* **Task to carry out**: Could you rewrite every one of the entries below, replacing "sample output" with "reference output" and leaving everything else unchanged?
[START OF Data for the task]
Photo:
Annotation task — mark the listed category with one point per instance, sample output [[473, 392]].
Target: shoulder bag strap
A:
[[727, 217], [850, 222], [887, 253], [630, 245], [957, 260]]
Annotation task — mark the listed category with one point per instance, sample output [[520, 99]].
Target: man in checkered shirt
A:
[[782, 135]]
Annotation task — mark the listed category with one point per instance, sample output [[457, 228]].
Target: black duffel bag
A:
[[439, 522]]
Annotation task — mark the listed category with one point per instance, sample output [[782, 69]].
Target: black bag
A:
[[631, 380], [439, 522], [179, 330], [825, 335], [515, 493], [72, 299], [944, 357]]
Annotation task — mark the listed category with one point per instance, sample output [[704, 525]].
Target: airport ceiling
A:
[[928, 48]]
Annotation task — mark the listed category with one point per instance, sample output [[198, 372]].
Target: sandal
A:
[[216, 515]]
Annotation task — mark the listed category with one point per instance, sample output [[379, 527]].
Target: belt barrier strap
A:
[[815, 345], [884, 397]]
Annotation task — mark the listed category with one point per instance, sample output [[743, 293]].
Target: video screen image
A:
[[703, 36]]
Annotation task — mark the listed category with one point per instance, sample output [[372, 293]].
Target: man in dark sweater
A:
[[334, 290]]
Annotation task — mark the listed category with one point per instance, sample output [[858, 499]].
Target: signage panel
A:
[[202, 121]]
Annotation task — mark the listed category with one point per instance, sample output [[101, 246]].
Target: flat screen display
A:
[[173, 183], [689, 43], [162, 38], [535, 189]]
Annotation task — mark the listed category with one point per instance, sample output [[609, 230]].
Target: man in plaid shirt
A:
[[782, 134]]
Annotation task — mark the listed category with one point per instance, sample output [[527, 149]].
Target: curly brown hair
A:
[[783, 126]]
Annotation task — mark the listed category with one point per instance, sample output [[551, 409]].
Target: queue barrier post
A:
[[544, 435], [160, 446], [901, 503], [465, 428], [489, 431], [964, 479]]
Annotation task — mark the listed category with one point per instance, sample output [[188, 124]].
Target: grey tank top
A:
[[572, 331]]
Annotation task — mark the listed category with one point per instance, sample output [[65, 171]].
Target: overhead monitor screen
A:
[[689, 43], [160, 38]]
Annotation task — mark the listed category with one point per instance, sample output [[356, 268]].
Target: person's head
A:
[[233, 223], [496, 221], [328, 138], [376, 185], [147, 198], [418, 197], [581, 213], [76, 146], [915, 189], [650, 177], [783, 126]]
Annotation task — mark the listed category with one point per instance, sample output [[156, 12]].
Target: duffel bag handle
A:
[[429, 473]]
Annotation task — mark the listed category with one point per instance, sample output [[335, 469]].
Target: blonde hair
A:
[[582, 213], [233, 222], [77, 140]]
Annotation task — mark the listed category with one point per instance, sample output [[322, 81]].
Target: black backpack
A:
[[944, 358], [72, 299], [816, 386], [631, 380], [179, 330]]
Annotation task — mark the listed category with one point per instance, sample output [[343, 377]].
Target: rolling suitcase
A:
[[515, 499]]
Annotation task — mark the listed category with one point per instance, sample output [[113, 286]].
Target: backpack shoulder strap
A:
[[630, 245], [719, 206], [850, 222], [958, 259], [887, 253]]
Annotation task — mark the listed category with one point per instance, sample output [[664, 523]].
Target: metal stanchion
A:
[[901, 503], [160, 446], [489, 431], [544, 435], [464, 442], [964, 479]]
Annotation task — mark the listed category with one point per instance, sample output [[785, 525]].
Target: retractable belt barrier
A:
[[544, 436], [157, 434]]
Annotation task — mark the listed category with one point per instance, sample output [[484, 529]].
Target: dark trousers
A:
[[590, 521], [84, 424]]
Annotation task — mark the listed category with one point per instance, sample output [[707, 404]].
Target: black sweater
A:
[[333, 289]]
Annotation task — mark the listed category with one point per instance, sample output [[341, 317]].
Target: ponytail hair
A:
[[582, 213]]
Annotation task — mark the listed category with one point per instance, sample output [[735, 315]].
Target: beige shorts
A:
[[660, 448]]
[END OF Data for the task]
* **Solution for this exercise**:
Photo:
Annotation task — mark the listed category with one point per instance, reference output [[473, 392]].
Target: shoulder bag strap
A:
[[727, 217], [850, 222], [887, 253], [630, 245], [957, 260]]
Annotation task — mark the listed category with one point per instance, reference output [[520, 99]].
Target: man in checkered shirt
A:
[[782, 135]]
Annotation task — mark the listed category with one point per instance, reference output [[457, 228]].
Target: black duffel bag
A:
[[439, 522]]
Annotation task — mark the listed category with one point per instance, reference output [[782, 69]].
Target: black bag
A:
[[631, 380], [439, 522], [179, 330], [825, 335], [515, 493], [72, 299], [944, 357]]
Annotation task — mark the listed category with one point per instance, reference output [[704, 525]].
Target: airport ceiling
A:
[[928, 48]]
Annotation task — mark the listed category with one point per instance, reference output [[198, 372]].
Target: sandal
A:
[[216, 515]]
Annotation task — mark the listed category with one point per instance, reference output [[379, 527]].
Target: belt barrier strap
A:
[[815, 345], [884, 397]]
Annotation task — mark the listed category with one point per instance, reference output [[743, 293]].
Target: video screen image
A:
[[703, 36]]
Annotation task — mark the listed category with one point per instance, reference output [[372, 293]].
Target: man in dark sweater
A:
[[334, 290]]
Annotation task — mark the listed category with one point per instance, reference output [[858, 499]].
Target: signage panel
A:
[[202, 121]]
Annotation task — mark the listed category with one point per instance, reference output [[101, 246]].
Target: flat screen display
A:
[[173, 183], [689, 43], [162, 38], [535, 189]]
Annotation task — mark the listed category with one point per instance, reference output [[609, 230]].
Target: man in plaid shirt
A:
[[782, 134]]
Annotation task — mark the listed category with one point per instance, reference output [[527, 149]].
Target: curly brown hair
A:
[[783, 126]]
Annotation task — mark the listed category with one point per instance, reference output [[551, 409]].
Target: queue barrier post
A:
[[544, 435], [160, 446], [901, 503], [465, 428], [489, 431], [964, 479]]
Annotation task — mark the listed category with one point per instance, reference output [[188, 124]].
Target: grey tank top
A:
[[572, 331]]
Annotation task — mark the listed category with one point per instance, reference output [[65, 171]].
Target: overhead monitor screen
A:
[[689, 43], [160, 38]]
Annotation task — mark the listed category with one point per instance, reference output [[356, 268]].
Target: person's head
A:
[[233, 223], [496, 221], [328, 138], [376, 185], [147, 198], [418, 197], [581, 213], [76, 146], [915, 189], [650, 177], [783, 126]]
Annotation task — mark the listed category with one point per instance, reference output [[156, 12]].
Target: duffel bag handle
A:
[[429, 473]]
Annotation task — mark the listed category with one point per instance, reference output [[335, 469]].
Target: blonde hair
A:
[[582, 213], [233, 222], [77, 140]]
Annotation task — mark the listed category with one point per instance, reference output [[322, 81]].
Target: black backpack
A:
[[944, 358], [72, 299], [816, 386], [631, 380], [179, 330]]
Annotation task — mark the listed category with one point per instance, reference output [[343, 377]].
Target: rolling suitcase
A:
[[515, 499]]
Annotation task — mark the listed category with one point per instance, reference output [[113, 286]].
Target: backpack shoulder strap
A:
[[630, 245], [719, 206], [850, 222], [958, 259], [887, 253]]
Annotation task — mark the listed category with one point per instance, reference output [[664, 523]].
Target: metal stanchion
A:
[[901, 503], [160, 446], [489, 431], [544, 435], [464, 442], [964, 479]]
Annotation task — mark the listed category with one point per instance, reference output [[785, 525]].
Target: retractable belt barrier
A:
[[544, 436], [157, 434]]
Annotation task — mark the listed category with one point per instance, reference output [[484, 529]].
Target: dark trousers
A:
[[590, 521], [84, 424]]
Annotation task — mark the listed category with one point per instance, reference output [[707, 404]].
Target: black sweater
A:
[[333, 289]]
Annotation task — mark the listed category with one point per instance, reference output [[341, 317]].
Target: ponytail hair
A:
[[582, 213]]
Annotation task — mark the listed category with one point per instance, reference output [[735, 315]].
Target: beige shorts
A:
[[660, 448]]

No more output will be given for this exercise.